Where an entry holds an image, skip the image but reproduce the rest word for word.
======== RECORDS FOR THIS TASK ========
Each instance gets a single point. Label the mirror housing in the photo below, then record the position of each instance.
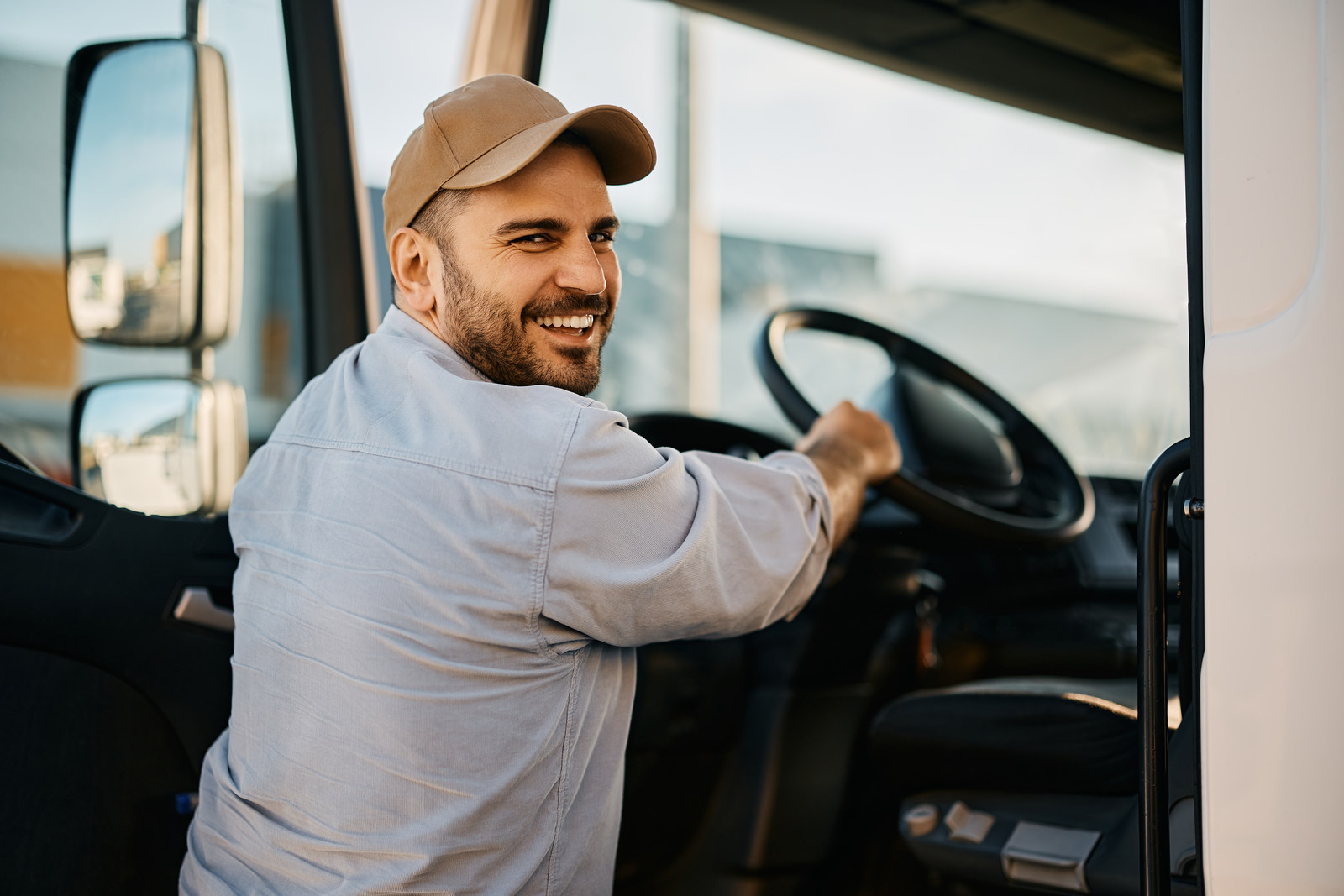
(168, 446)
(152, 197)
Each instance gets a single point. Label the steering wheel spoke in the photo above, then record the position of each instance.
(972, 461)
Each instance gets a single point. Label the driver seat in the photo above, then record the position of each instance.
(1032, 782)
(1023, 734)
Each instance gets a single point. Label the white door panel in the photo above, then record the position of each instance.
(1273, 719)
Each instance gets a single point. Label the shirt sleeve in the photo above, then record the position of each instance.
(654, 544)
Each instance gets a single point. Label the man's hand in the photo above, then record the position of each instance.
(853, 450)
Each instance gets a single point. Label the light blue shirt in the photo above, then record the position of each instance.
(440, 586)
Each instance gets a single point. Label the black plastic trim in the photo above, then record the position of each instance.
(1155, 826)
(327, 184)
(537, 40)
(1193, 123)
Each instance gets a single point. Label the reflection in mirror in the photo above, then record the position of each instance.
(832, 367)
(132, 196)
(163, 446)
(140, 446)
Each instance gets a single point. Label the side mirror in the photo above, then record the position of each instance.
(163, 446)
(152, 204)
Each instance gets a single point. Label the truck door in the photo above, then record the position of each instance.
(114, 629)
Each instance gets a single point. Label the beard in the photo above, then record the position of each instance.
(486, 331)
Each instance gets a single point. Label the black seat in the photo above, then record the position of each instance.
(1026, 735)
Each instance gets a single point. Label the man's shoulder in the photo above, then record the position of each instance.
(400, 398)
========
**FINAL ANSWER:**
Each instance gets a single point. Label the mirror housing in the photo below, then record the position of each instance.
(168, 446)
(152, 197)
Each instance gets a single point. Label the steering wheel spoke in the photo above, then record the position of each instance.
(972, 461)
Each instance gets a single point. Label the driver seat in the photo above, then record the position of each instance.
(1032, 782)
(1023, 734)
Each instance gets a single point. Label the white door panel in the photo above, then record the position of each instance.
(1273, 719)
Each instance gets a single point. Label the shirt sleeve in the photo above, then record the position of each instance.
(654, 544)
Each instance gets a single point. Label the man's hand in the photo above, then record the position of each instance.
(853, 450)
Each instance gets a single point. Label the light blue shirt in the photo above, then record the position of each instance.
(440, 586)
Each instance gets a single point. Label the black plastic trim in the photo above, then record the position of each instance.
(1155, 826)
(327, 184)
(537, 40)
(1193, 123)
Each instance gets a single point. Label the reflection in mirror in the photo above, then record the position of each instance.
(832, 367)
(132, 196)
(163, 446)
(140, 446)
Each instance gets a single point. Label the side mirror in the photo above, then record the position of each instance.
(163, 446)
(152, 204)
Each instance gets a single point. Label the truck door in the photo above, then record the position of each instance.
(114, 629)
Each instance gets a single point. Label the beard in the photo above, then record the position of each instance.
(486, 331)
Each instance gets a single point. Label the black seat in the photo above, then record the position of each instance.
(1026, 735)
Each instance gets a single point. Label the man's shoulder in the photo above, then record the position of each instance.
(400, 398)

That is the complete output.